Stated goal 1:
Edit the rows starting with the line with "the gray fur" and going on through the line with "[520,157,591,207]", replacing "accessibility project" with "labeling project" and keeping everything else as it is. Omit the pictures from your output.

# Video:2 gums, ideal for 101's



## Ekka (Aug 4, 2006)

This is a huge video.

I appologise about the quality at points but it's hard sometimes when light plays games. And trying to control the background sounds like crows is impossible.

Anyway, good instructional value for noobs here as we climb, rig etc 2 gums. I am a big fan of knotless rigging using rope slings or loops, I think that it's idiot proof and quicker on the ground. Plus the climber can have more than one sling so he can head off to the next piece and sling it while the groundies muck around with the cut piece.

60.7mb and 12mins wmv

www.palmtreeservices.com.au/video/2gums.wmv


----------



## beowulf343 (Aug 4, 2006)

Good video ekka. It's always fun to watch some else's techniques. It always amazes me how many of these "tricks" become habit and you don't even think about how much time they will save newbies (like keeping your rope from running through the pulley.)

(Extracted records)
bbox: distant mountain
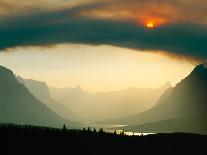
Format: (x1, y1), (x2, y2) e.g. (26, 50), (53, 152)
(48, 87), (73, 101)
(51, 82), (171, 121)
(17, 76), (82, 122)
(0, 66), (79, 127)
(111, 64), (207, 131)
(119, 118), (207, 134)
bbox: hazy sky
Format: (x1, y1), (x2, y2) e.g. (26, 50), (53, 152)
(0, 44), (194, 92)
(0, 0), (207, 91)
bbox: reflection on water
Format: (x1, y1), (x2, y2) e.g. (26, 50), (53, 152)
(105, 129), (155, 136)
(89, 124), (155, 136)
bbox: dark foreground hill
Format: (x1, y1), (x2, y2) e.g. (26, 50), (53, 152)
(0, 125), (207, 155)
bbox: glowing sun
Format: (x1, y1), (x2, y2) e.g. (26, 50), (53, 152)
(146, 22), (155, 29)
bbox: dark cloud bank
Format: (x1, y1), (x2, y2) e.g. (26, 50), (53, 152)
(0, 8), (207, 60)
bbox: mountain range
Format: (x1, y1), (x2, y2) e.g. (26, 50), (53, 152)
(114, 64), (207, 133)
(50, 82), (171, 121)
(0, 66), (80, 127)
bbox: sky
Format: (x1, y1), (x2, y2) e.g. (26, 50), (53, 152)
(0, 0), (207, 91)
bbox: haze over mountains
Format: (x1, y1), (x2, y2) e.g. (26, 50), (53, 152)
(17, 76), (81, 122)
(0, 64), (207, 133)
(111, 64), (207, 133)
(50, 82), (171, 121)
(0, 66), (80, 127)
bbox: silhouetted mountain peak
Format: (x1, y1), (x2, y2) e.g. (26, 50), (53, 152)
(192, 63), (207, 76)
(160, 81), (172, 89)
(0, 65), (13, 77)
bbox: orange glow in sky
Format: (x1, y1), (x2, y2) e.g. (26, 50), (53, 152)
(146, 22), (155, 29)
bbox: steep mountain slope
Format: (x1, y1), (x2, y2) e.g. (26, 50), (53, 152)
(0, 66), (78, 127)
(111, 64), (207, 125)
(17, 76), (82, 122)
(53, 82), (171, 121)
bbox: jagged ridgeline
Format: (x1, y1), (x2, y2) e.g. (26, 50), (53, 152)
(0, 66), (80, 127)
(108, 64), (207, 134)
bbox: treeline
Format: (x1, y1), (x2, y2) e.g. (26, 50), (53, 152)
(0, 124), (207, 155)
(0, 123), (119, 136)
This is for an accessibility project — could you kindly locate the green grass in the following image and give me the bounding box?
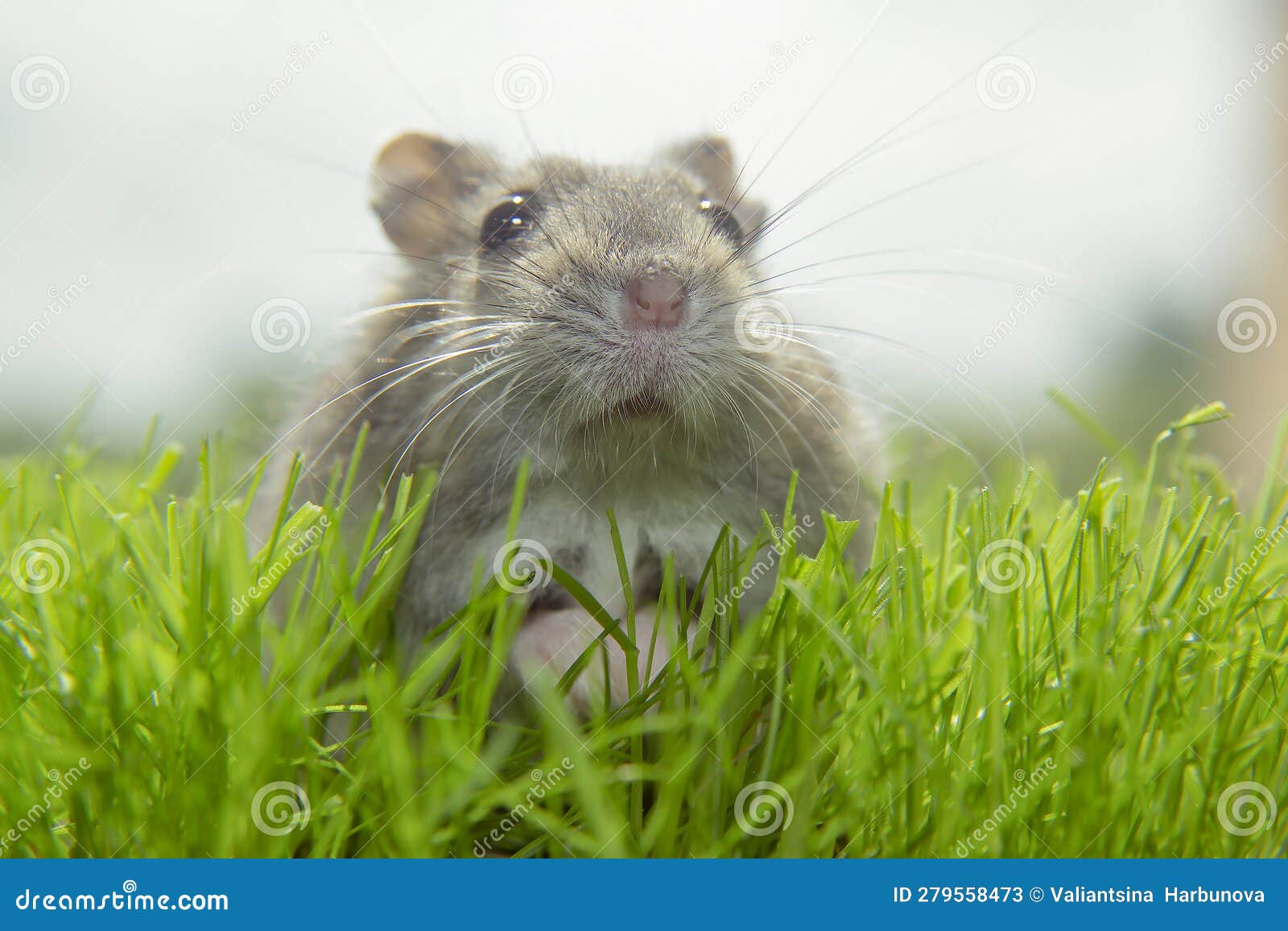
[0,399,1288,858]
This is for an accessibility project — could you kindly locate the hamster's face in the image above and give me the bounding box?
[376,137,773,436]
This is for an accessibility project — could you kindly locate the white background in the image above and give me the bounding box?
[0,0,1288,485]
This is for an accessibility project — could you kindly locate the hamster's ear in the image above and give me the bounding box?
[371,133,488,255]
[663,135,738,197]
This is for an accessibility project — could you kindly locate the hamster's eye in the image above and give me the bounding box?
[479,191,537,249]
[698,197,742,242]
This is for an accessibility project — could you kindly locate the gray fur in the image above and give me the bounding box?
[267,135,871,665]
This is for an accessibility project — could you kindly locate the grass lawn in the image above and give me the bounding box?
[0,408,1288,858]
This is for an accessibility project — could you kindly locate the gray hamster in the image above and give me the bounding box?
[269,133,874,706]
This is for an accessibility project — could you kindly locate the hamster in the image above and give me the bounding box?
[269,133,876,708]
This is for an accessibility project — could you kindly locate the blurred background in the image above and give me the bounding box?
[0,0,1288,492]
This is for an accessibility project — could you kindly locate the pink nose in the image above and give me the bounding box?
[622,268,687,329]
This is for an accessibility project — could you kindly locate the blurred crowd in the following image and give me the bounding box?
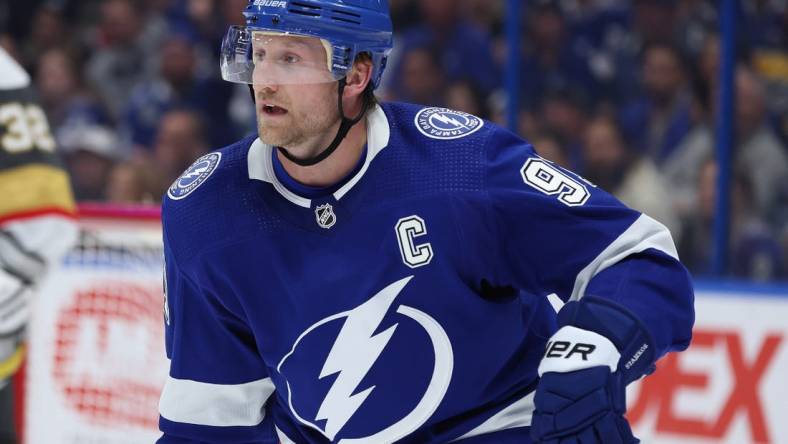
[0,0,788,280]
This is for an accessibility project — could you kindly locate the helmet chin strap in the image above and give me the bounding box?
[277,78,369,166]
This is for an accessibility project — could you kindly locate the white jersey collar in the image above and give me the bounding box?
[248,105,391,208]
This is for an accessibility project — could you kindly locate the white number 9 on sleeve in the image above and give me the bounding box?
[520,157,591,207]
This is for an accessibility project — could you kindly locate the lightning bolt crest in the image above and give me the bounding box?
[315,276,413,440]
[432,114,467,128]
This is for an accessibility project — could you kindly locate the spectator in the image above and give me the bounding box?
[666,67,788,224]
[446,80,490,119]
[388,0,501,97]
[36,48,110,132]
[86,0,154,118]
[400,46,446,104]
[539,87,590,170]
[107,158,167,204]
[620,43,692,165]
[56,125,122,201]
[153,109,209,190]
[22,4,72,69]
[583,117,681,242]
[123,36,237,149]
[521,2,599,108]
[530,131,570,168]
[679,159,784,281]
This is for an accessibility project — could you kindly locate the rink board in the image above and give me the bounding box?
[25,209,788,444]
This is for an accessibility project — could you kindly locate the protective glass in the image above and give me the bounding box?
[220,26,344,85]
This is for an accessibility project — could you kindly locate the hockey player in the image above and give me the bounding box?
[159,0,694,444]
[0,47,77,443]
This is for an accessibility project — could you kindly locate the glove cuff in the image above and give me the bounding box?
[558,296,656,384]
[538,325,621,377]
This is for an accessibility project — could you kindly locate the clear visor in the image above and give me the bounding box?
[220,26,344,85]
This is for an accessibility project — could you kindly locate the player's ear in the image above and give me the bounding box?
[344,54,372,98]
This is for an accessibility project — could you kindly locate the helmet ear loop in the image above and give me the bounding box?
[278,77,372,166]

--

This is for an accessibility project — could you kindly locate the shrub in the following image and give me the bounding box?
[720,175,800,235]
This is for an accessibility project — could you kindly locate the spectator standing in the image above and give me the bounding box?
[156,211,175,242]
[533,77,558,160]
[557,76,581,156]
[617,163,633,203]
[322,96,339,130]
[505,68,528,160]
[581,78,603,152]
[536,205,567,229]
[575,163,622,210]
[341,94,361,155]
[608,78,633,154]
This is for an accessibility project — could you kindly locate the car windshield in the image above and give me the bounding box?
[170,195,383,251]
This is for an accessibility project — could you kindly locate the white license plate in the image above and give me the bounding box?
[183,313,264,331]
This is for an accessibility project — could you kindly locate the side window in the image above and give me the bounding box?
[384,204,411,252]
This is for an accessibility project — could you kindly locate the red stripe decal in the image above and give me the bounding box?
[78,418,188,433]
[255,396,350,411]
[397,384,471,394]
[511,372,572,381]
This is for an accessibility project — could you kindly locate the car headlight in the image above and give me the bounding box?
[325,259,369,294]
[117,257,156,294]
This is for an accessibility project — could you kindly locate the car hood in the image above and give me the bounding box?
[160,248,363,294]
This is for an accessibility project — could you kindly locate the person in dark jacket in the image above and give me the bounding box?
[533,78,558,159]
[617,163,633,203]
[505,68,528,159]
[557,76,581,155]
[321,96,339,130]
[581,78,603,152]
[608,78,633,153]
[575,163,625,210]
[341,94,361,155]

Stated goal 2:
Translate this sentence from the forum thread about the tree-climbing video into Spanish: "I am a big fan of knotless rigging using rope slings or loops, I think that it's idiot proof and quicker on the ground."

Exercise response 1:
This is for an labeling project — could you kindly locate the gray fur in the image above and give me the bounding box?
[267,135,871,665]
This is for an labeling project — could you kindly locate the grass lawn in the image above and give me the bounding box?
[0,408,1288,858]
This is for an labeling project — could you kindly locate the gray hamster in the image above and give me the bounding box?
[269,133,874,706]
This is for an labeling project — could you kindly locate the hamster in the image above and give me the bounding box?
[269,133,876,708]
This is for an labeling project — could you kindly locate the blurred background in the image above and give me the bounding box?
[0,0,1288,492]
This is for an labeling project — could you kindly locate the pink nose in the image above and give me the bounding box?
[622,268,687,329]
This is for an labeling project — could you kindly locate the blurred crowd in the following image and give me the bounding box?
[0,0,788,280]
This is for an labeling project — could you kindly locate the helmet chin strap in the image above and give me the bounding box?
[277,78,369,166]
This is for an labeling project — could you kindly locate the white jersey collar in the image above and give me the bounding box?
[248,105,391,208]
This is for an labeling project — could you kindly locate the white number 9 on sleeve in the image above and give me the bounding box?
[520,157,591,207]

Exercise response 2:
Soy un gran admirador del aparejo sin nudos con eslingas o lazos de cuerda; creo que es a prueba de tontos y más rápido en el suelo.